| Exercise set |
a. Answer these questions using the forum post about processing data in parallel, one answer per line, marked (i), (ii), (iii):
(i) How many cores does the poster say they have?
(ii) What default value is given to poles in the function definition?
(iii) What macro is placed before the for loop in the second version of the function?
b. Return the stretch of the forum post about processing data in parallel from "Can you guys" through "gain some speed!", copied without any change.
c. Write the next part of the forum post about processing data in parallel, starting right after its final line.

| Excerpted passage |
Help me process this data in parallel

Hi everyone.
I have a simple function that turns each row of a matrix into a seismic trace (Seis.jl format) and filter it.

Can you guys help me turn this into a parallel function? Like several cores filtering one trace at the same time? I have 8 cores i guess I can run this is several of them to gain some speed!

Thanks a lot.

function bpdas(strainrate, time, offset, f1, f2; poles=2)
# Begin
bpstrainrate=copy(strainrate);
set up some trace information
b=0.0;
delta=time[2]-time[1];
# Bandpass Filtering Loop
for i =1:size(offset,1)
dastrace=Trace(b, delta, strainrate[i,:]) write the data to trace format
bandpass!(dastrace, f1, f2; poles) #filter in place
bpstrainrate[i,:]=trace(dastrace); #safe to global variable
end
return bpstrainrate
end

function bpdas(strainrate, time, offset, f1, f2; poles=2)
# Begin
    bpstrainrate=copy(strainrate);
#Set up some trace information
    b=0.0;
    delta=time[2]-time[1];
# Bandpass Filtering Loop
    Base.Threads.@threads for i =1:size(offset,1)
        dastrace=Trace(b, delta, strainrate[i,:]) #write the data to trace format
        bandpass!(dastrace, f1, f2; poles) #filter in place
        bpstrainrate[i,:]=trace(dastrace); #safe to global variable
    end
    return bpstrainrate
end

Provided I understand the data.

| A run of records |
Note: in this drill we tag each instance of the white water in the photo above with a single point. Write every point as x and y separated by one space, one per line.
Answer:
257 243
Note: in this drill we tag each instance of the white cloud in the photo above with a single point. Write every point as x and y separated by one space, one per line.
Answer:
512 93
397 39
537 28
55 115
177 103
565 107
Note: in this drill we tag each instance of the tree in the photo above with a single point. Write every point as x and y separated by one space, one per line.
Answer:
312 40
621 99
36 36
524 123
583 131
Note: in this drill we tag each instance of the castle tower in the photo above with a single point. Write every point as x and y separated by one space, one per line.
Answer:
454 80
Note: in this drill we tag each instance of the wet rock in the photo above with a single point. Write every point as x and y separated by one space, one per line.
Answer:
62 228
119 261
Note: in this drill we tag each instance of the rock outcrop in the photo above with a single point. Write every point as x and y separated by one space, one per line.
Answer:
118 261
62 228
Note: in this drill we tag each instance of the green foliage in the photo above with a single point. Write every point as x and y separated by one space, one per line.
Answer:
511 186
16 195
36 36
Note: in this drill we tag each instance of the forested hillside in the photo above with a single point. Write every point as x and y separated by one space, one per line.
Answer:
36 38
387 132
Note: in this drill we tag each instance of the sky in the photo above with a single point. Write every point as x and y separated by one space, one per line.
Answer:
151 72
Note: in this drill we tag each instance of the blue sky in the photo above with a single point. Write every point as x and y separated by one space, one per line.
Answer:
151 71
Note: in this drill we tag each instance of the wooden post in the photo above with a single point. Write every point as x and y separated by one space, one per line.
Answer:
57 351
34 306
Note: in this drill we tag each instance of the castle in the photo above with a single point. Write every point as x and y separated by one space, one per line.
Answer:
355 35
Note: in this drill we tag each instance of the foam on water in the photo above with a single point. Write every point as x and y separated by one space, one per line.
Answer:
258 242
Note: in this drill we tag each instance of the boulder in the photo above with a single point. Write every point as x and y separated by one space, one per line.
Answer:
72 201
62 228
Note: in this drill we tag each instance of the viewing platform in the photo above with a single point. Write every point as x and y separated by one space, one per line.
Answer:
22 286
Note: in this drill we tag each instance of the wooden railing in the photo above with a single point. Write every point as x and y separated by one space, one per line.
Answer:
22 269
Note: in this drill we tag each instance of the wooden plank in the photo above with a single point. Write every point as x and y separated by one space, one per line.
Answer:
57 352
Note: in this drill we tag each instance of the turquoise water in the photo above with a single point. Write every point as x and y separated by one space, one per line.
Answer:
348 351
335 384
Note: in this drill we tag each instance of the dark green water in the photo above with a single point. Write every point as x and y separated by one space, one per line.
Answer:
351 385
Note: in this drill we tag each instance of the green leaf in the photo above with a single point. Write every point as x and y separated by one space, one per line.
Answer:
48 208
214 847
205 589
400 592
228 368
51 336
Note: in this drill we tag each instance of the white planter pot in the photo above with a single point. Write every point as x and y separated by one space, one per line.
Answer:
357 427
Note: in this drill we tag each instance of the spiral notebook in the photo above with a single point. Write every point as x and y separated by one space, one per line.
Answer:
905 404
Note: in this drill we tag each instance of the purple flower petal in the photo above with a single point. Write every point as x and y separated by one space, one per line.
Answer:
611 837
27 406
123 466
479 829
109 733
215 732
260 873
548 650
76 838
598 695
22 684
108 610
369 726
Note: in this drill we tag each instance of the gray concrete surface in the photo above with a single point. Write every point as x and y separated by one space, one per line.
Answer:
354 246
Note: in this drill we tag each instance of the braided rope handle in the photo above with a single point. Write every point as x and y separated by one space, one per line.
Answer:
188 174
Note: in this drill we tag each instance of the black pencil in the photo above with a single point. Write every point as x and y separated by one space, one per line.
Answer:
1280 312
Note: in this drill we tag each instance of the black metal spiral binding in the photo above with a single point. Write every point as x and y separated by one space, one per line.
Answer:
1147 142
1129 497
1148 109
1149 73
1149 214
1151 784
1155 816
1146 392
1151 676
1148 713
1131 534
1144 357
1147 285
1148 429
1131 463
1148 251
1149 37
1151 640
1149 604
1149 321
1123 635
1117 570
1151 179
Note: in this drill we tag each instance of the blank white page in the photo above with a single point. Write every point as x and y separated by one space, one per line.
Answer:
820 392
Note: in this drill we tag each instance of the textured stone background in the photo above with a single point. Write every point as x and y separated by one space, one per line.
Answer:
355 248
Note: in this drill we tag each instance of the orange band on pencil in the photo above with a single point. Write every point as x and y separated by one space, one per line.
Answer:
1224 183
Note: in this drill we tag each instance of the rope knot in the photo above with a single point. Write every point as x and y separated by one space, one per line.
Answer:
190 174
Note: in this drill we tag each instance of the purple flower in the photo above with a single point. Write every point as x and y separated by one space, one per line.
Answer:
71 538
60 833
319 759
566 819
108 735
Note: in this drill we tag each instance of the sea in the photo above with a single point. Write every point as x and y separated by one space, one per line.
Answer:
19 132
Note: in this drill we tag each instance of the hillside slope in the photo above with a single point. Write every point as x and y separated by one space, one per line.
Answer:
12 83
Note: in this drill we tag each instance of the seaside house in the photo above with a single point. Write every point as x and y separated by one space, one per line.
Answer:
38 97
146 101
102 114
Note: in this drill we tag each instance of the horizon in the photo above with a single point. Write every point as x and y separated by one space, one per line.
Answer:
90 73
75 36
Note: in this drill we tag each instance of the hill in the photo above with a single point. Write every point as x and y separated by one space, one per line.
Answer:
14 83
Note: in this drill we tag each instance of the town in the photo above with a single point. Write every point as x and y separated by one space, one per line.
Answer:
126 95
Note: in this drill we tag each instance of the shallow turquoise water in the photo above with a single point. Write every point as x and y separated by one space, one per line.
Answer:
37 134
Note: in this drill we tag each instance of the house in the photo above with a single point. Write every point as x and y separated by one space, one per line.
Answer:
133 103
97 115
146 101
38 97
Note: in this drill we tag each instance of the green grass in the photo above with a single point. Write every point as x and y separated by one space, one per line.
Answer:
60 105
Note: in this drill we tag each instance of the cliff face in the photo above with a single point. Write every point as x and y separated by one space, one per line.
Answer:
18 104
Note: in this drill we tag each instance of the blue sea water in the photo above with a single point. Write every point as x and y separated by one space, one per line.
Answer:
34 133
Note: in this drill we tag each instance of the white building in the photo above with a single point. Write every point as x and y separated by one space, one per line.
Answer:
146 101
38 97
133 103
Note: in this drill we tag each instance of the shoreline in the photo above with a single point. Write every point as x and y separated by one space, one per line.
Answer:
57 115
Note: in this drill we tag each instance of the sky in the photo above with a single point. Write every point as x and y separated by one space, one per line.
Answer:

| Per-task answers |
a.
(i) 8
(ii) 2
(iii) Base.Threads.@threads

b.
Can you guys help me turn this into a parallel function? Like several cores filtering one trace at the same time? I have 8 cores i guess I can run this is several of them to gain some speed!

c.
I will give it a go :).
Is it necesary to start julia like this for it to work

julia -p 6

Just it case, all the rows strainrate[i,:] are independent from each other so every loop repetition is also independet. If that helps hehehe

This is multiprocessing not multithreading (which is what Threads.@threads uses). You should only really use one or the other on a single machine.

In your case, you would need to start with more threads, e.g:

julia --threads=auto

Or to start with 4 threads

julia --threads=4

This can also be done with an environment variable, or there’s even a setting in VS code for it too.

If I want to process each i in a different hardware (processor, thread, worker, i don’t know)… is the macro doing this?

Use Threads.@threads on the front of a for loop. If you want to use functions like map & reduce there is a package called ThreadsX.jl which provides parallel implementations of these base library functions as well.

E.g.

function double!(array)
    Threads.@threads for i in eachindex(array)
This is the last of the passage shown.